-- begin Available data --
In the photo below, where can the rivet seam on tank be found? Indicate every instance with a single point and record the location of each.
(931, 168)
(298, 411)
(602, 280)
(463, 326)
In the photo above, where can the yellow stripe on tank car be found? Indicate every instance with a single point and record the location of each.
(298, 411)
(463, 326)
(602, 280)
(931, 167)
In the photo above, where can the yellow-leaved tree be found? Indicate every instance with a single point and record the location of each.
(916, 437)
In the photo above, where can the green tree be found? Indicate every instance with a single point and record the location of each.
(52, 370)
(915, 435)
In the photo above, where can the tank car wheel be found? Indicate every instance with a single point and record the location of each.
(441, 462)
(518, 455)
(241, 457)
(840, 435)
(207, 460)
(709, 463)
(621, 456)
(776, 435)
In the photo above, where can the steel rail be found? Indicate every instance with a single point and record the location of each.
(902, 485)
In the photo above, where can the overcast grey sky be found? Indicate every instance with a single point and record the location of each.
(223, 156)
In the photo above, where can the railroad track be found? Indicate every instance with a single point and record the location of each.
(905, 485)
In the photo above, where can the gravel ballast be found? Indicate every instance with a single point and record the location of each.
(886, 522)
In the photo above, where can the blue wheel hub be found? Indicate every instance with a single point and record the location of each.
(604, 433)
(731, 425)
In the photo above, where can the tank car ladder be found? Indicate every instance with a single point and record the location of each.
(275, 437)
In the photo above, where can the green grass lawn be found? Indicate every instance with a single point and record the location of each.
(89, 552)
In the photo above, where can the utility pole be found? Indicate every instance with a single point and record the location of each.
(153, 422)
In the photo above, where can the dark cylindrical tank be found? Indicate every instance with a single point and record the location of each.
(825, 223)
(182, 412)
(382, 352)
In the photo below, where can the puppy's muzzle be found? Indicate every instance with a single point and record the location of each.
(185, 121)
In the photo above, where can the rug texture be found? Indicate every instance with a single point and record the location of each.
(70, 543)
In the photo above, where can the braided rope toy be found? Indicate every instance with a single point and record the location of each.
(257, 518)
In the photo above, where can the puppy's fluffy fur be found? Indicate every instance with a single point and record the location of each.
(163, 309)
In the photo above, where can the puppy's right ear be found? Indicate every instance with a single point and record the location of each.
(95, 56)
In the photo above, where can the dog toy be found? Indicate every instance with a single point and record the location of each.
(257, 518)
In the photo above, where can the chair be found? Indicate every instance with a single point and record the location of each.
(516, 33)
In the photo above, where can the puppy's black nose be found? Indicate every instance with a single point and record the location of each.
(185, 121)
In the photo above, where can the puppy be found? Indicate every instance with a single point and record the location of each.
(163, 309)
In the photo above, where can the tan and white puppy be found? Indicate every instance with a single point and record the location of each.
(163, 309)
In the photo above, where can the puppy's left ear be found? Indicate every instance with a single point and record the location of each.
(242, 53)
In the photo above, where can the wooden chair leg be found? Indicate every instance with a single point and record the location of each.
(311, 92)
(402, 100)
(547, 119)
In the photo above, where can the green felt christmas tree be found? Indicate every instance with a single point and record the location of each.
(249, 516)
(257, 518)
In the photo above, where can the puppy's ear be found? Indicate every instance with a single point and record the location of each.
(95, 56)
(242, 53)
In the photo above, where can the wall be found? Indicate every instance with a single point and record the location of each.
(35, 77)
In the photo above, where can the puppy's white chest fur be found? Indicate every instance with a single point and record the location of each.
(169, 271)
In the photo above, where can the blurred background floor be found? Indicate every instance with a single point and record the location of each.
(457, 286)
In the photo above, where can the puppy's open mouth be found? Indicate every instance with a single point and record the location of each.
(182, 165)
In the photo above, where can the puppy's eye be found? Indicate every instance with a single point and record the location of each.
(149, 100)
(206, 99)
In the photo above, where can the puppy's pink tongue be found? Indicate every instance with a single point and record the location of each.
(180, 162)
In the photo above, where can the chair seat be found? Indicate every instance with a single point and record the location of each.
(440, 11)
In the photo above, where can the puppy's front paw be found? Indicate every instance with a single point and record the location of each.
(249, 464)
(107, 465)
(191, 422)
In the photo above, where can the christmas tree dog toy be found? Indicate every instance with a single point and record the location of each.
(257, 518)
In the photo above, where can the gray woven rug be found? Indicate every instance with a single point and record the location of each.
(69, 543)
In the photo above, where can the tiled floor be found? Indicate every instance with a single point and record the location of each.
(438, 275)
-- end Available data --
Reproduce, exactly and with nothing added, the lines from the one that includes "In the photo above, where can the chair seat" through the last line of the material.

In the photo above, where can the chair seat be found? Indicate every instance with a single point and record the location of each.
(440, 11)
In the photo above, where can the puppy's front paw be found? Indicate every instance with a single point and record the location of each.
(249, 464)
(107, 465)
(191, 422)
In the photo above, where can the christmas tree dog toy be found? Indicate every instance with a single point and record the location of each.
(257, 518)
In the photo above, where can the gray woven rug be found? Indicate every instance with a single point and record the location of each.
(69, 543)
In the photo above, where can the tiled floor be found? Indicate every instance with a single point and record the location of each.
(438, 275)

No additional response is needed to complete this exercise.